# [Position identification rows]
▼

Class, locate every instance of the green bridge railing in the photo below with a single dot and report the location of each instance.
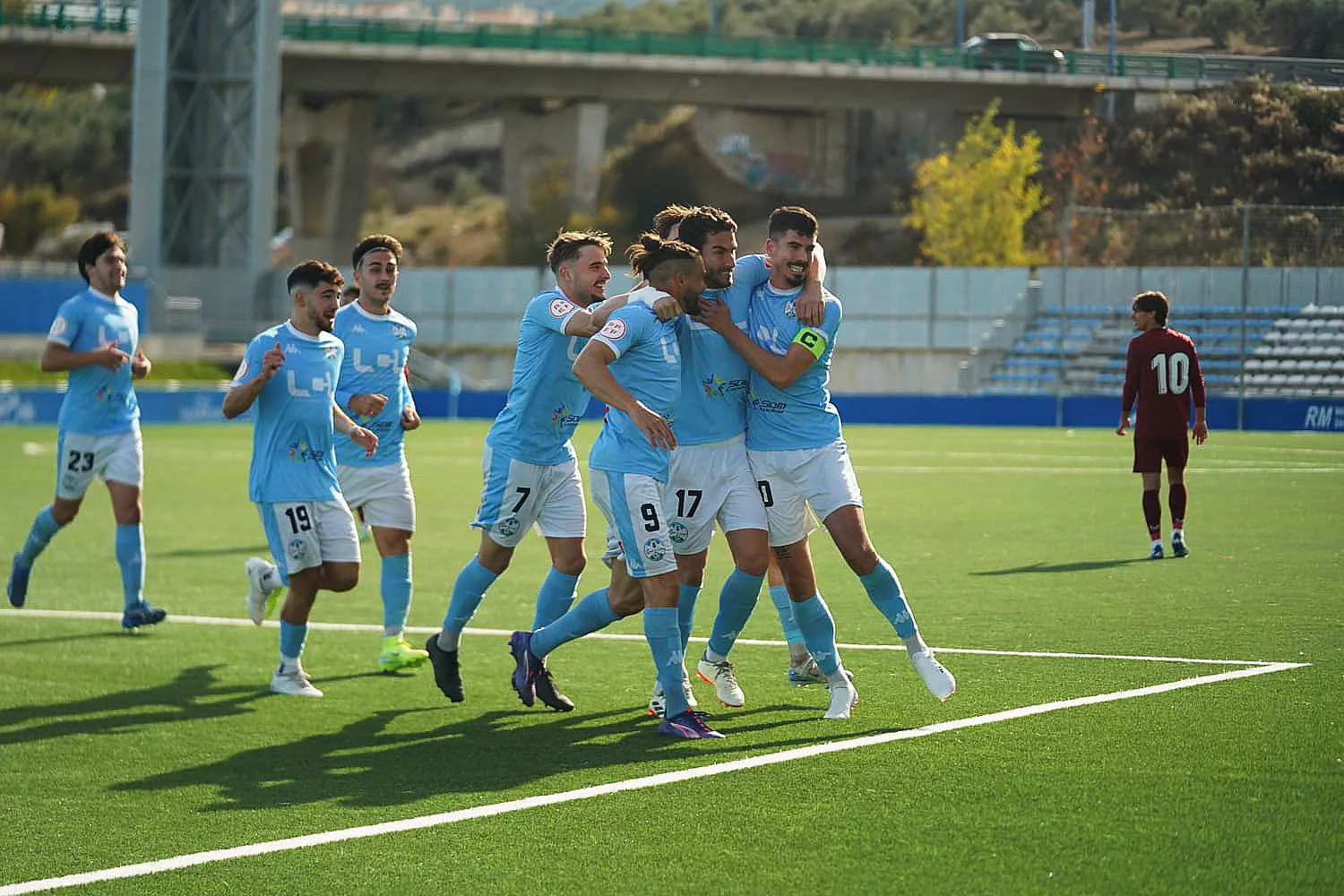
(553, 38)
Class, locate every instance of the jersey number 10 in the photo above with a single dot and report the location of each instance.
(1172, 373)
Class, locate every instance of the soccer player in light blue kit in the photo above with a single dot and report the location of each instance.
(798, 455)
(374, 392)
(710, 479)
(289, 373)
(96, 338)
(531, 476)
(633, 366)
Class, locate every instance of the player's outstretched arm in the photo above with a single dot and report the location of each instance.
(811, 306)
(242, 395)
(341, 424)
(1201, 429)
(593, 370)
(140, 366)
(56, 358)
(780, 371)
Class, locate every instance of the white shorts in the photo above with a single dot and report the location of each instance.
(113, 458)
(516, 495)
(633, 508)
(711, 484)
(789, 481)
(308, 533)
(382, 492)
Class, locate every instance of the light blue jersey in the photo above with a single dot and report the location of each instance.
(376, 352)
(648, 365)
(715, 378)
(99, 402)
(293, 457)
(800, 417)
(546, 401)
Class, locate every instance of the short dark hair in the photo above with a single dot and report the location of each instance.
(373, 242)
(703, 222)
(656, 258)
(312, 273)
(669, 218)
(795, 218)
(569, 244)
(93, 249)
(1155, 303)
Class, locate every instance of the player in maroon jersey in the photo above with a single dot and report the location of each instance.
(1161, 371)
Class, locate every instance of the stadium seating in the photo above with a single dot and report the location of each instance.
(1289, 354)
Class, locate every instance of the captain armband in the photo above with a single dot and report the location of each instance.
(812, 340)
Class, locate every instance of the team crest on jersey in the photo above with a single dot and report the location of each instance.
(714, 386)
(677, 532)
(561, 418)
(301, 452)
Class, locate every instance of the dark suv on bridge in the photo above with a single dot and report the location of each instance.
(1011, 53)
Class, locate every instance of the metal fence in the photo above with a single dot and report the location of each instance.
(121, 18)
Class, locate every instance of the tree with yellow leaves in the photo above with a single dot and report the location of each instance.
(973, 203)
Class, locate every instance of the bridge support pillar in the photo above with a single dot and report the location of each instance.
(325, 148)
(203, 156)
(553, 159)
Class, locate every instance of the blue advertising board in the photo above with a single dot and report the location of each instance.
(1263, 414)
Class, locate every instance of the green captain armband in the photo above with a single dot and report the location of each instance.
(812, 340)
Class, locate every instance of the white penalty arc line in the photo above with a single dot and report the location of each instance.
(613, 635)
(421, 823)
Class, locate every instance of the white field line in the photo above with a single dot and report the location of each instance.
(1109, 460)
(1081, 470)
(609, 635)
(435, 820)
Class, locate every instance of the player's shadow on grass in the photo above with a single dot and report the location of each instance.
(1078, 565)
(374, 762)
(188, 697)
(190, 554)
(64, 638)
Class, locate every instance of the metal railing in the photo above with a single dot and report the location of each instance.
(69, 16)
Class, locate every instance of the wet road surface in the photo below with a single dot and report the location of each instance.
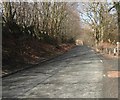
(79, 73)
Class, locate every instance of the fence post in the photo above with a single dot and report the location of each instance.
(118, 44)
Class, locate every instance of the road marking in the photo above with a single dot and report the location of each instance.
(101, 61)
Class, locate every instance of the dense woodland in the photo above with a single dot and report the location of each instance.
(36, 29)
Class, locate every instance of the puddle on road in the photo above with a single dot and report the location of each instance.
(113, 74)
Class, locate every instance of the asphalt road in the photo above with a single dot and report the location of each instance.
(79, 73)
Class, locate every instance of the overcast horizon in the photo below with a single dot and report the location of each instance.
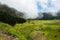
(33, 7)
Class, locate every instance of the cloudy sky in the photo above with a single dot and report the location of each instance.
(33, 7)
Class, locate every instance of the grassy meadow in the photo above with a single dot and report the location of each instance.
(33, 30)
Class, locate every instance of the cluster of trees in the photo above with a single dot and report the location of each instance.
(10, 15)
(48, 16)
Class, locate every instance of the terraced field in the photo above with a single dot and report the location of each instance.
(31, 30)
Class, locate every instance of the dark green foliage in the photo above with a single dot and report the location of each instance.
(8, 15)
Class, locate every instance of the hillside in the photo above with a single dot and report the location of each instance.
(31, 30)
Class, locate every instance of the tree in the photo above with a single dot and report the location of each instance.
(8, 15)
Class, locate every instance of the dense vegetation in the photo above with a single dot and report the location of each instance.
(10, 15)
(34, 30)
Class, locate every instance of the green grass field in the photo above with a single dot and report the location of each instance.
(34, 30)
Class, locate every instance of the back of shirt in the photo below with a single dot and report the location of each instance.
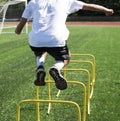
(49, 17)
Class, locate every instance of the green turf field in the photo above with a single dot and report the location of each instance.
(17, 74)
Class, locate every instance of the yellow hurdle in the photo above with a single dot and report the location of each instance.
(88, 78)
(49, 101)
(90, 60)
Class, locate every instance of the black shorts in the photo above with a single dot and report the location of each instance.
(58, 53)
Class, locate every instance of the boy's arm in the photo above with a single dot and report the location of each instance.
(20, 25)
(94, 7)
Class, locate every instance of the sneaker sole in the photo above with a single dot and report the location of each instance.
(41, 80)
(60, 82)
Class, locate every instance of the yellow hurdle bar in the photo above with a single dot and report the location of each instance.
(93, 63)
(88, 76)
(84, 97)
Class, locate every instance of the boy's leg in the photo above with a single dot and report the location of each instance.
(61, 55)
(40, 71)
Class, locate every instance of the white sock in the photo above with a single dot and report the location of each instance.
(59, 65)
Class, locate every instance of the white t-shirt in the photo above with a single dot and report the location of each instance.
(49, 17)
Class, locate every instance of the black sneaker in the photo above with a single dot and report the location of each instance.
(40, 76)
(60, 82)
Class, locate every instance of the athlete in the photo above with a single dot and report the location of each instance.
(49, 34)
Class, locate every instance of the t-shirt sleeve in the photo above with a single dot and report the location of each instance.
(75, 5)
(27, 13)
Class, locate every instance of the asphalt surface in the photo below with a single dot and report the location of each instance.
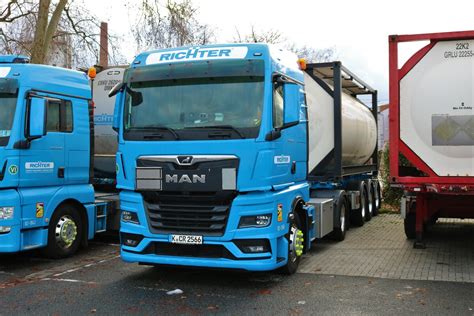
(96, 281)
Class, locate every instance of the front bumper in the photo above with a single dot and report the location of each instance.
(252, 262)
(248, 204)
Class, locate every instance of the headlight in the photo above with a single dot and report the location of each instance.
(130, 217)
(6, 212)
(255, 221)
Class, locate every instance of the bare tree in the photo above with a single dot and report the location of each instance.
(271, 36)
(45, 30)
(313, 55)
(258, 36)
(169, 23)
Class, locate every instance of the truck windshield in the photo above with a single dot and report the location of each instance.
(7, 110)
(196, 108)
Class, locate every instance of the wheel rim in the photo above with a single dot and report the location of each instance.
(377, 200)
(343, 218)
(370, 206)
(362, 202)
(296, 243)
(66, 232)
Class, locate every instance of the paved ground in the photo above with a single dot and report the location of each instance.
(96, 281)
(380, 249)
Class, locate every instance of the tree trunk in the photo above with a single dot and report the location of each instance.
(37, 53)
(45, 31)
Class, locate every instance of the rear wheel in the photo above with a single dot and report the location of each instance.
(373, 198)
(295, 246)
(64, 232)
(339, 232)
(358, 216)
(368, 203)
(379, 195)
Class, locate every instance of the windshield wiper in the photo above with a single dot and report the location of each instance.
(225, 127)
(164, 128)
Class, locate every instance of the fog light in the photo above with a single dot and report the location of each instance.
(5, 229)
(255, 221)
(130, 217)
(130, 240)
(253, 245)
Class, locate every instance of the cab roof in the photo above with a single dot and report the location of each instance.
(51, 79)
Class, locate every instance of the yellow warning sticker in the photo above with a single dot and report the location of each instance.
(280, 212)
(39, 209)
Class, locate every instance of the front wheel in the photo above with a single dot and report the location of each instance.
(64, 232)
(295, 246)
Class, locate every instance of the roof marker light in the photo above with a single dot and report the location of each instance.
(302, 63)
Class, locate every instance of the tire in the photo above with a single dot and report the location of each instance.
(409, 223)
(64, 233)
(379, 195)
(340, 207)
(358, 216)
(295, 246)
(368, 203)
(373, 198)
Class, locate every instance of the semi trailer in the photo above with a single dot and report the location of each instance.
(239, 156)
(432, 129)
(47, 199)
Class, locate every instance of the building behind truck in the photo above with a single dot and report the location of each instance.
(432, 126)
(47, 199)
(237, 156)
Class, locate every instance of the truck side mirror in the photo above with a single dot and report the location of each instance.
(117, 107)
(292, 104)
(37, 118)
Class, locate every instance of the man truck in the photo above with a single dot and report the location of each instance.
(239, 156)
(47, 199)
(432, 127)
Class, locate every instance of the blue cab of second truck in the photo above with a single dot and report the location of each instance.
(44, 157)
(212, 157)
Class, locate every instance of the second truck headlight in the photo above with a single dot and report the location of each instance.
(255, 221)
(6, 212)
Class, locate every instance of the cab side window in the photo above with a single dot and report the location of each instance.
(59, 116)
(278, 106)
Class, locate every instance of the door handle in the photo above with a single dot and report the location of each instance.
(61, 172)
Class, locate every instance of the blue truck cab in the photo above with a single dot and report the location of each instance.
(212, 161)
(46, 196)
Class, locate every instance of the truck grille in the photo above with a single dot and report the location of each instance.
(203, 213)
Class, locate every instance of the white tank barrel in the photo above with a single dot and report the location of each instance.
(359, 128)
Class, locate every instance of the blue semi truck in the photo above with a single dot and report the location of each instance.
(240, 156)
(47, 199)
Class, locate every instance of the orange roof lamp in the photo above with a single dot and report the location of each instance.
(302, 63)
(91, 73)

▲
▼

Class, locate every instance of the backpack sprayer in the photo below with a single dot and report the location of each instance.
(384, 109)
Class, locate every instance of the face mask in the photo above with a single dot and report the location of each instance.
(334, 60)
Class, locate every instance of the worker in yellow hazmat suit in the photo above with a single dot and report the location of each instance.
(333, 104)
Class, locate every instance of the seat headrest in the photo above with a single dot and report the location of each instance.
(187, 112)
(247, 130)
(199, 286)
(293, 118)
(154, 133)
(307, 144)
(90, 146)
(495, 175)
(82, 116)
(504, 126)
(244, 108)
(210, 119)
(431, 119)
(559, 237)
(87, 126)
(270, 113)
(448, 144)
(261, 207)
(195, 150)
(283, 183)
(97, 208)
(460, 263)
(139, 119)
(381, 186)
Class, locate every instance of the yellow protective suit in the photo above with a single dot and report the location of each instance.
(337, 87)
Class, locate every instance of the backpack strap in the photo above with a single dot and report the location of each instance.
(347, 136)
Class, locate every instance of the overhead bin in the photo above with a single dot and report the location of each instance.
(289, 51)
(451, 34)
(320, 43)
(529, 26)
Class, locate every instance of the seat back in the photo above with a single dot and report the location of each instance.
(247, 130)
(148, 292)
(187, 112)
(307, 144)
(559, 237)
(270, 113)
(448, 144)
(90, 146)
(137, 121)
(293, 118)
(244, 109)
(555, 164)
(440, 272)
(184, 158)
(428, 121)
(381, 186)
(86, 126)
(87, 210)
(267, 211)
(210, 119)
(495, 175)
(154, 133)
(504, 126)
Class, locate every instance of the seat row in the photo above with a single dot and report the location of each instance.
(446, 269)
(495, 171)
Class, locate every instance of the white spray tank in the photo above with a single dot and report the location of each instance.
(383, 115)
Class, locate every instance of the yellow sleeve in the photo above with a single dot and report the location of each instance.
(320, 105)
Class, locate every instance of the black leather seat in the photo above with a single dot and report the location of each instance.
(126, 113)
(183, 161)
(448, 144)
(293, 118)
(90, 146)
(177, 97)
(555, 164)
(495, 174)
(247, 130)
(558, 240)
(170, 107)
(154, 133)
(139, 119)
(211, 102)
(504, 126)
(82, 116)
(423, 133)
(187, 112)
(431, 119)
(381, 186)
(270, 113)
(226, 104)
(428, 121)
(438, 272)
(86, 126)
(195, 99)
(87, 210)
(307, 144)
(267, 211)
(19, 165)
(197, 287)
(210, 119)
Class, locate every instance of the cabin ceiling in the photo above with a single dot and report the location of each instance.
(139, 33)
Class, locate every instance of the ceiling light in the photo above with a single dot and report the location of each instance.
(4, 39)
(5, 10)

▲
▼

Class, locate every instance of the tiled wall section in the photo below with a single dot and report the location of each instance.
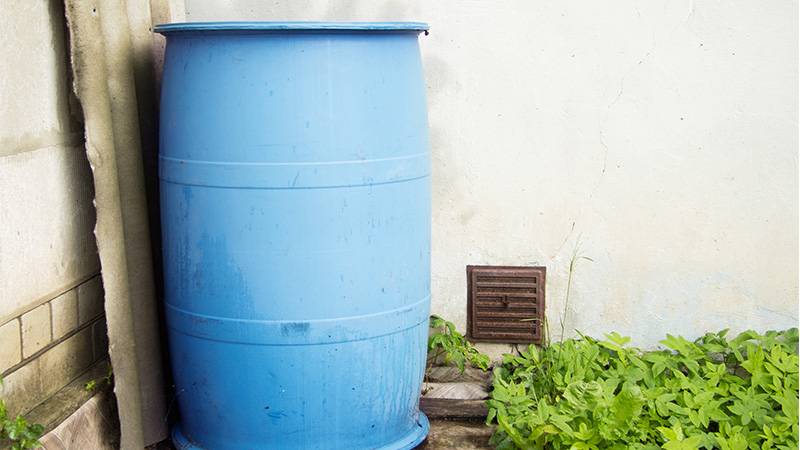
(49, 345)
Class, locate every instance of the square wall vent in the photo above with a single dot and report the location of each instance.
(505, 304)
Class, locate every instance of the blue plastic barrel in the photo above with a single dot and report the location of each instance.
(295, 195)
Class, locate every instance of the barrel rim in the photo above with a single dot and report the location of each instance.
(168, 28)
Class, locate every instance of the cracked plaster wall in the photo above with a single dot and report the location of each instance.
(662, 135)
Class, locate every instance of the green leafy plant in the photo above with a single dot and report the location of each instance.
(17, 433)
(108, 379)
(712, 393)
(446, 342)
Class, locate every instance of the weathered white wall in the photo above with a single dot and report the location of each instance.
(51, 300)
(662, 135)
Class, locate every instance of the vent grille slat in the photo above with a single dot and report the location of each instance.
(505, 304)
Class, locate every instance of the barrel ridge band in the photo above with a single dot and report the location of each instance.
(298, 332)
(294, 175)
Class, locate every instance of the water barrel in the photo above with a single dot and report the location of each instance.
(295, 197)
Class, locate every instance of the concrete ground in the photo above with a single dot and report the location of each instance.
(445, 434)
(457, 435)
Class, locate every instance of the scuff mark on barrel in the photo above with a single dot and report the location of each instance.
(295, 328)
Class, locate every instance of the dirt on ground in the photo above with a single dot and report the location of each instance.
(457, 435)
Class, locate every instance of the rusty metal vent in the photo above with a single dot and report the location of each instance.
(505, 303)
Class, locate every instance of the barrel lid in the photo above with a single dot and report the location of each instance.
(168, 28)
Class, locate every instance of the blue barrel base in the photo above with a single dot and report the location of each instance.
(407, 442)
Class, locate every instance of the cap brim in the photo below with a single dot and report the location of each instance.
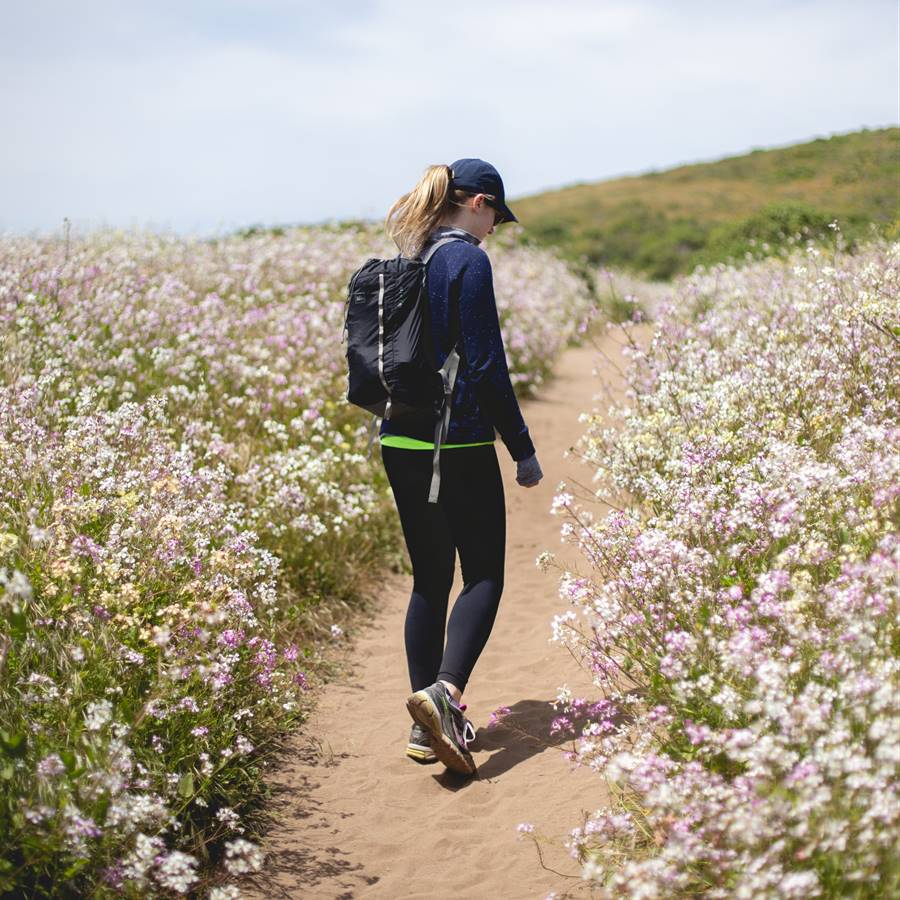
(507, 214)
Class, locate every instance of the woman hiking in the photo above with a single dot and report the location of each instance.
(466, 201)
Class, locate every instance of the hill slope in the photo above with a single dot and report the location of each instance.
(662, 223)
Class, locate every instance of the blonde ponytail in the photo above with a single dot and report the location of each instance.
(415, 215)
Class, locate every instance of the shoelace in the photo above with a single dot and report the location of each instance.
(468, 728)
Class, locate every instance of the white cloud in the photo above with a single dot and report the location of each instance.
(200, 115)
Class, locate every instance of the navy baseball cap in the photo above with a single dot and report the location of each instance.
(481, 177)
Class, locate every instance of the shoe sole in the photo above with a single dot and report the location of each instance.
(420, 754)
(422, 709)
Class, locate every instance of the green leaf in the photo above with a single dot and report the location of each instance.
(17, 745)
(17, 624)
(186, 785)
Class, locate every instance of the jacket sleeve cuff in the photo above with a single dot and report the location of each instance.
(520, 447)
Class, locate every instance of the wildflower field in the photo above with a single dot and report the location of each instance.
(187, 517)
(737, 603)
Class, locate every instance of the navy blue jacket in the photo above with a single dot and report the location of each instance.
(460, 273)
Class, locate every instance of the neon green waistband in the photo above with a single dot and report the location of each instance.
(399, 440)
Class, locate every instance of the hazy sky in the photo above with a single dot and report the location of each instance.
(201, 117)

▲

# [Directions]
State how many rows above contain the word "fence", and give only the number.

# [Final result]
2